Kutipan Dokumen:
╭──

Iklan - Geser ke atas untuk melanjutkan
Rabu, 02 Juli 2025

Teknis Administratif Harus Mempermudah HAM

- Selasa, 16 April 2019 10:22 WIB
333 view
Ribut-ribut Pemilu 2019 karena tak bisa menggunakan haknya untuk mencoblos di TPS luar negeri membuktikan KPU tidak siap mengantisipasi lonjakan warga Indonesia yang akan menggunakan haknya. Mungkin pada masa lalu, antusiasme memilih tidak sebesar sekarang, sehingga jarang terdengar ada gejolak. Patut disayangkan saat kegairahan meningkat, justru terhambat atas sikap tak kooperatif petugas KPU di TPS.

Hak untuk memilih dalam pemilu merupakan bagian dari Hak Asasi Manusia (HAM) yang tercantum dalam Undang-Undang No 39 tahun 1999, tentang HAM. Pada Pasal 23 ayat 1 Undang-Undang HAM, dinyatakan, setiap orang bebas memilih dan mempunyai keyakinan politik. Sedangkan pasal 43 ayat 1 dinyatakan, setiap warga negara berhak dipilih dan memilih dalam pemilihan umum berdasarkan persamaan hak melalui pemungutan suara yang langsung, umum, bebas, rahasia, jujur dan adil sesuai peraturan dan perundang-undangan.

╰──

Data yang Diberikan:
╭──

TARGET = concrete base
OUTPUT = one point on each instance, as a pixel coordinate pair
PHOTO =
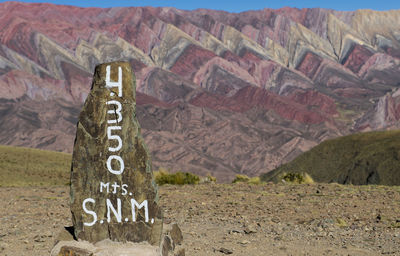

╰──

Tuliskan ulang tanpa perubahan bagian kutipan dokumen dari "Teknis Administratif Harus" hingga "KPU di TPS.".

Teknis Administratif Harus Mempermudah HAM

- Selasa, 16 April 2019 10:22 WIB
333 view
Ribut-ribut Pemilu 2019 karena tak bisa menggunakan haknya untuk mencoblos di TPS luar negeri membuktikan KPU tidak siap mengantisipasi lonjakan warga Indonesia yang akan menggunakan haknya. Mungkin pada masa lalu, antusiasme memilih tidak sebesar sekarang, sehingga jarang terdengar ada gejolak. Patut disayangkan saat kegairahan meningkat, justru terhambat atas sikap tak kooperatif petugas KPU di TPS.